-- START TEXT SEGMENT --
"Middle age is when you're sitting at home on a Saturday night and the telephone rings and you hope it isn't for you."
Politicians can't get enough of you, oh likely voter.
In their desperate attempt to win your vote, candidates reach out in numerous ways to grab your attention: the ceaseless television and radio ads, social media and— shock!—even the old-fashioned one-on-one flesh-presser, the howdy and a handshake.
And while we constantly groan at the TV during political season, begging for a return of an infomercial for the Forever Lazy over another pol making promises or bashing an opponent, is it not the automated phone call, otherwise known as the robocall, that gets our dander up the most?
As a disclaimer, Spin Cycle will point out that his household is composed of one Democrat and one Decline-to-State. As such, the Spin home is apparently the Holy Grail for political telemarketers. In recent weeks, dozens of recorded calls have entered our lair, and all apparently violate a California law that prohibits such calls unless: 1) they're introduced by a live person, or 2) they're made by an organization or company with which you already have a relationship, or 3) they come from police or fire about an emergency.
And, no, a politician worried that he or she might lose by a handful of votes is not considered an emergency.
There are indeed far-off lands— the states of Indiana and Oregon come to mind—where these automated calls are outright banned for businesses and political candidates, and where the law is respected. Imagine such utopian quietude!
So, if California has a law on the books, why still all the robocalls?
Ask Shaun Dakin, founder of the Washington D.C.-based Citizens for Civil Discourse and the growing National Political Do Not Call Registry, and he's pretty blunt.
"California has pretty much the same law as Indiana, where there are no robocalls. But they've had attorneys general who decided to enforce the law," Dakin told Spin Cycle. "California, with a law that governs through the state Public Utilities Commission, unfortunately has no attorney general who gives a shit. And the PUC doesn't have the cojones to do anything about it."
-- END TEXT SEGMENT --
-- START RAW RECORDS --
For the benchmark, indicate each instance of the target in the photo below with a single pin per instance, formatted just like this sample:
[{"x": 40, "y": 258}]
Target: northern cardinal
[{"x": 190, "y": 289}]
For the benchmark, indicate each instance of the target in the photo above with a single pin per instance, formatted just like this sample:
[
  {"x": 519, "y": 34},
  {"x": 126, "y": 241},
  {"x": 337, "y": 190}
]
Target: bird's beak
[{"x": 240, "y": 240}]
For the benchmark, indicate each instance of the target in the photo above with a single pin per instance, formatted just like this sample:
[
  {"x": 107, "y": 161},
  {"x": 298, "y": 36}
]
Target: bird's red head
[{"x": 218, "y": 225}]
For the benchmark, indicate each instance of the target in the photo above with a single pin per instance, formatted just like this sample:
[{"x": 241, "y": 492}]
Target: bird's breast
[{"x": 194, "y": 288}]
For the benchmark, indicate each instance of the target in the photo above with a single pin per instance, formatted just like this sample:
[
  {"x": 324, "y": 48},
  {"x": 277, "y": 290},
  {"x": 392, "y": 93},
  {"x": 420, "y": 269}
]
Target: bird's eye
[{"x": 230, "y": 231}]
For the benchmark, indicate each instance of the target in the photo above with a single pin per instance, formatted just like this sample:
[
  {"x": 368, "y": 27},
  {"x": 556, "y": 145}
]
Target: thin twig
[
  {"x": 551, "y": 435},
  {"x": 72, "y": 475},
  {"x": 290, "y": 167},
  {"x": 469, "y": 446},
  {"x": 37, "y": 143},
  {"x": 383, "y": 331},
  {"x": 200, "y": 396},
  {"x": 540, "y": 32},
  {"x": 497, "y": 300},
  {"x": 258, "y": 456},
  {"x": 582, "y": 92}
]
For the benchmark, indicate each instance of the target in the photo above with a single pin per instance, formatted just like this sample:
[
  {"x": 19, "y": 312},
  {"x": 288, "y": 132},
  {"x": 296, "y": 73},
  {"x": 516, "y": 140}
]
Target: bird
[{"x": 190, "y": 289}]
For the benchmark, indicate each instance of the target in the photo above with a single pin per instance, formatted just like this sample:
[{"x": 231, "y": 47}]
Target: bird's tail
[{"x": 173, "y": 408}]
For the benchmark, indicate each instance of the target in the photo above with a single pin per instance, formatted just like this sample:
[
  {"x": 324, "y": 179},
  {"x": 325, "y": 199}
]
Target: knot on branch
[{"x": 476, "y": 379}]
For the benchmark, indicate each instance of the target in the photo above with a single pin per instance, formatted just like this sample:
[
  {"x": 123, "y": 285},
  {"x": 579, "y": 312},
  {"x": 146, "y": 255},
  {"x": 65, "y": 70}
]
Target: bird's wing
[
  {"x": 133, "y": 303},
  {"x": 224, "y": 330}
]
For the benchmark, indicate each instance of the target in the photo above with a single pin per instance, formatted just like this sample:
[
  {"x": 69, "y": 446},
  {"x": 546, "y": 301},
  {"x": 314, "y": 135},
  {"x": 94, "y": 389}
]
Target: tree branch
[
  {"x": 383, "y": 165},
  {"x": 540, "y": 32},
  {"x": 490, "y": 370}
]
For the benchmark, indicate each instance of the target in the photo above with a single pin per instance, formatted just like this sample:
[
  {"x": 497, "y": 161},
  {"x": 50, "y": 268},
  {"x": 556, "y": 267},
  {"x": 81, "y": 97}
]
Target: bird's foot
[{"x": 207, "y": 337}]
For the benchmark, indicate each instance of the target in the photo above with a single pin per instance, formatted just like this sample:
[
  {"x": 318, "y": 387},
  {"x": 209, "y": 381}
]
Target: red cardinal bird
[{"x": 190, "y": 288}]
-- END RAW RECORDS --
## WRITTEN INSTRUCTION A
According to the robocall column, which two states outright ban automated calls for businesses and political candidates?
## WRITTEN INSTRUCTION B
Carry the column about political robocalls forward from its last sentence.

## EXERCISE OUTPUT A
Indiana and Oregon.

## EXERCISE OUTPUT B
California, by its sheer population numbers, naturally sees an inordinate number of robocalls during election cycles, although Dakin said there's no empirical data to demonstrate the volume. "That would require campaigns to open up their books, and we know the likelihood of that," he said snarkily.
Dakin, however, does note that roughly 20 percent of the 450,000 people across America who have joined his political no-call registry live in California. But he said that only 30 politicians nationwide have signed on to honor the registry, most notably California Sen. Dianne Feinstein, who for years has unsuccessfully called for limits on the automated calls. (A robocall she recorded years ago that was supposed to go out at 3 p.m. was delivered to callers instead at 3 a.m., which did not go over well.)
Studies over the years have shown no appreciable value to these automated calls for politicians, and yet they grow more pervasive. Dakin said that in 2008, an estimated 49 percent of U.S. registered voters said they'd received robocalls. That number rose to 69 percent two years later, and Dakin has no reason to believe that number will drop for 2012.
"You can't convince politicians that these calls don't work," Dakin said. "Even though they're annoying—find me one person who says they like robocalls—these politicians aren't going to pass up a chance to gain even one voter, particularly if the laws on the books aren't being enforced."
Local pollster John Nienstedt, who runs Competitive Edge Research & Communication in Bankers Hill, agreed. "Obviously, campaigns and others violate this law all the time," he said.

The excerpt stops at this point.